>> Begin PASSAGE TO READ

The applicant’s case was focused on the fact that Buadi J. had varied the decision of Koomson J. Counsel for the applicant cited the case of RE GM HOLDINGS LTD (1941) 3 All ER 417 which decided that a judge of coordinate jurisdiction was not entitled to vary an order refusing a stay of execution which had been passed and entered; this could only be challenged on appeal. Thus he stated in paragraph 19 of the statement of case that:
The ruling of Buadi J. did not only vary Koomson J ruling of 26th February 2015 for stay of execution pending the determination of Suit No. ACC 02/2015 before Asiedu J but further granted an order for stay of execution in perpetuity when in fact he had no jurisdiction and had become functus officio and proceeded to set aside the applicant’s execution and reinstate the order which had elapsed.

>> End PASSAGE TO READ
>> Begin INFORMATION GIVEN

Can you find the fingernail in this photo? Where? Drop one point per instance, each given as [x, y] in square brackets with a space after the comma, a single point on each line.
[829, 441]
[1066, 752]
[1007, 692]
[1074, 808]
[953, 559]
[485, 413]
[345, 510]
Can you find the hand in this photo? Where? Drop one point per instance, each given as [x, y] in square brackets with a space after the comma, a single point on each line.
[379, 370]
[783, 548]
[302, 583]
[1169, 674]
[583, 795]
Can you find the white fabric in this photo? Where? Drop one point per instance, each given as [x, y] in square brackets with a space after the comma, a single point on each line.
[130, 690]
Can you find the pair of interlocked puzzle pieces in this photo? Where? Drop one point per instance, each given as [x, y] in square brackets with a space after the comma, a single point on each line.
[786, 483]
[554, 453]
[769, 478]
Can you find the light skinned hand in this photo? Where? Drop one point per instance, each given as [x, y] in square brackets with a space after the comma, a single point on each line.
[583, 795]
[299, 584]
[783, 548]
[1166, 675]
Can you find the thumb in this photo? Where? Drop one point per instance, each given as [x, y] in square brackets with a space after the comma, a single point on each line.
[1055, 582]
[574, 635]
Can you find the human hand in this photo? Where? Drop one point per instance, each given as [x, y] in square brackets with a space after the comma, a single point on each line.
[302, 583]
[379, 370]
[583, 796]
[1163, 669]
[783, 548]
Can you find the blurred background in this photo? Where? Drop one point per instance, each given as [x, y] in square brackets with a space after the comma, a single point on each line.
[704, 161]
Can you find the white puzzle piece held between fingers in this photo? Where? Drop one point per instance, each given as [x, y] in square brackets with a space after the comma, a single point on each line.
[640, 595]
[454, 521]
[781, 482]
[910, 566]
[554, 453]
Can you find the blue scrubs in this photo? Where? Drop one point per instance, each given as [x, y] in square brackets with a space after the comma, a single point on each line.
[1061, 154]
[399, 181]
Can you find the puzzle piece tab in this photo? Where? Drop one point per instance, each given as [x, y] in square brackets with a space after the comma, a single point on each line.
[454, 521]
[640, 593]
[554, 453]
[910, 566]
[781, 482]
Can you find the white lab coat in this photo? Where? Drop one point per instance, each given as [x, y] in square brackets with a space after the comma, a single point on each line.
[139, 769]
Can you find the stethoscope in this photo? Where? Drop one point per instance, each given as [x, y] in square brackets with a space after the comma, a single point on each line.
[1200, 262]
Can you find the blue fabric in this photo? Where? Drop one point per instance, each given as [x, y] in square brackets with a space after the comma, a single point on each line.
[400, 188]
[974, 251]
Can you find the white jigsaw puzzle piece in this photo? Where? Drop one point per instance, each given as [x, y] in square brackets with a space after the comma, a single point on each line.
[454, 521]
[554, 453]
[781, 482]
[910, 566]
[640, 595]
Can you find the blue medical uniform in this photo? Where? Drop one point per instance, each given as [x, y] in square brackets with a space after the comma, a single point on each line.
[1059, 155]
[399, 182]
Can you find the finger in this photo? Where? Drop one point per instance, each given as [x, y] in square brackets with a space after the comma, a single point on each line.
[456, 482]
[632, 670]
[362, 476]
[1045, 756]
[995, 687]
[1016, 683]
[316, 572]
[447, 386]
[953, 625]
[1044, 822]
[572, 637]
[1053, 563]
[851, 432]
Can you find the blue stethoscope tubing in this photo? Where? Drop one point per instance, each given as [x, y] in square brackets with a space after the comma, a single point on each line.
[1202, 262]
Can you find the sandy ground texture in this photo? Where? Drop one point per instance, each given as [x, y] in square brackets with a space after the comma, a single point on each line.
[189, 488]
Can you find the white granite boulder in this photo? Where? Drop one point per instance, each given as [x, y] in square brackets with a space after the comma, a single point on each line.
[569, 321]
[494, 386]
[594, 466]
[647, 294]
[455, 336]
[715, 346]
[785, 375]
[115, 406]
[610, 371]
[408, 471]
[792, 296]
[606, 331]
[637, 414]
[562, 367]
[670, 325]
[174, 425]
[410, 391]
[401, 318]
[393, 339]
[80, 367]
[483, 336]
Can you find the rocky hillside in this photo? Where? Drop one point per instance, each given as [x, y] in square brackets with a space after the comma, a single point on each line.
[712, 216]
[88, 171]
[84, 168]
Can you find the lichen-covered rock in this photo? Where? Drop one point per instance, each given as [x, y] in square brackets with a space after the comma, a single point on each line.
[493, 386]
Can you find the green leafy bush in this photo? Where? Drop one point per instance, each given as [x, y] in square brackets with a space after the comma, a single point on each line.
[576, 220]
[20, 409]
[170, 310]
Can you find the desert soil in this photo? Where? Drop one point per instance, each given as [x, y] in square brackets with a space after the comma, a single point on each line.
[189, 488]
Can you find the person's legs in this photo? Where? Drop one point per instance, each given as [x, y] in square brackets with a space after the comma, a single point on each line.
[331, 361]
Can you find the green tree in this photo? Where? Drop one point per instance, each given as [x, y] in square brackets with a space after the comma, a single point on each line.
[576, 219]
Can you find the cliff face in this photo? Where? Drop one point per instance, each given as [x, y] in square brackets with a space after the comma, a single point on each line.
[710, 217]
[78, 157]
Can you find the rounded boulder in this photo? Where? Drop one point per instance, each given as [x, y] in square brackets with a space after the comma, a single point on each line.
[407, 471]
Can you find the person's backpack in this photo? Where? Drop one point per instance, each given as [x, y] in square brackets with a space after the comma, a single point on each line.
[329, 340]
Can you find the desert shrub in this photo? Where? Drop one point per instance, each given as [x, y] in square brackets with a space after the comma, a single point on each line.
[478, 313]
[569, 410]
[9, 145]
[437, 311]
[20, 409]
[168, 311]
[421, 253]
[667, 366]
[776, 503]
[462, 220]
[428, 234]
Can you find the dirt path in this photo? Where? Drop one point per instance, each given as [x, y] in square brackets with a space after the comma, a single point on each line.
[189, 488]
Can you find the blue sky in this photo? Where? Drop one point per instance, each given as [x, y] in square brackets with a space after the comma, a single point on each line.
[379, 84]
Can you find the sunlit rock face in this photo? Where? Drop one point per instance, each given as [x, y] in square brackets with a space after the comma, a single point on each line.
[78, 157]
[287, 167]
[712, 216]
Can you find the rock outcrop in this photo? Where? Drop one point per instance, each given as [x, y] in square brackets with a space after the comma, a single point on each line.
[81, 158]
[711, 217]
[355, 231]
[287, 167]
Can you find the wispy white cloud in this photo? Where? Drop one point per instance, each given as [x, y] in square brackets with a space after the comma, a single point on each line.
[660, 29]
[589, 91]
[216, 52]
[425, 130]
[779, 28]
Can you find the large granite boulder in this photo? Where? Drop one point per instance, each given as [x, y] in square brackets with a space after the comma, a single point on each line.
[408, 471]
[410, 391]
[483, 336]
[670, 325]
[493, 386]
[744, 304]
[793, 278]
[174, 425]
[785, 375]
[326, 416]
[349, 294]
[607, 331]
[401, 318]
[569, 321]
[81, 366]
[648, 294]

>> End INFORMATION GIVEN

# [TASKS TO CARRY OUT]
(A) In the passage on the stay of execution ruling, which case did counsel for the applicant cite?
(B) Rewrite the portion of the rows that opens with the line containing "Can you find the rock outcrop" and runs through the end of the rows, replacing "Drop" with "Place" and leaving everything else unchanged.

# [THE ANSWERS]
(A) RE GM HOLDINGS LTD (1941) 3 All ER 417

(B)
Can you find the rock outcrop in this photo? Where? Place one point per instance, each given as [x, y] in square brackets with a space after the comma, a single point on each line.
[81, 158]
[711, 217]
[355, 231]
[287, 167]
Can you find the wispy white cloud in this photo? Where? Place one point per instance, each given as [x, y] in square brackets with a space after the comma, a single point on each line.
[660, 29]
[589, 91]
[216, 52]
[425, 130]
[779, 28]
Can you find the large granite boulder in this photo? Where? Place one point per instance, each given as [x, y] in square brackets with a space after the comma, a single point on each line.
[408, 471]
[410, 391]
[483, 336]
[670, 325]
[493, 386]
[744, 304]
[793, 278]
[174, 425]
[785, 375]
[326, 416]
[349, 294]
[607, 331]
[401, 318]
[569, 321]
[81, 366]
[648, 294]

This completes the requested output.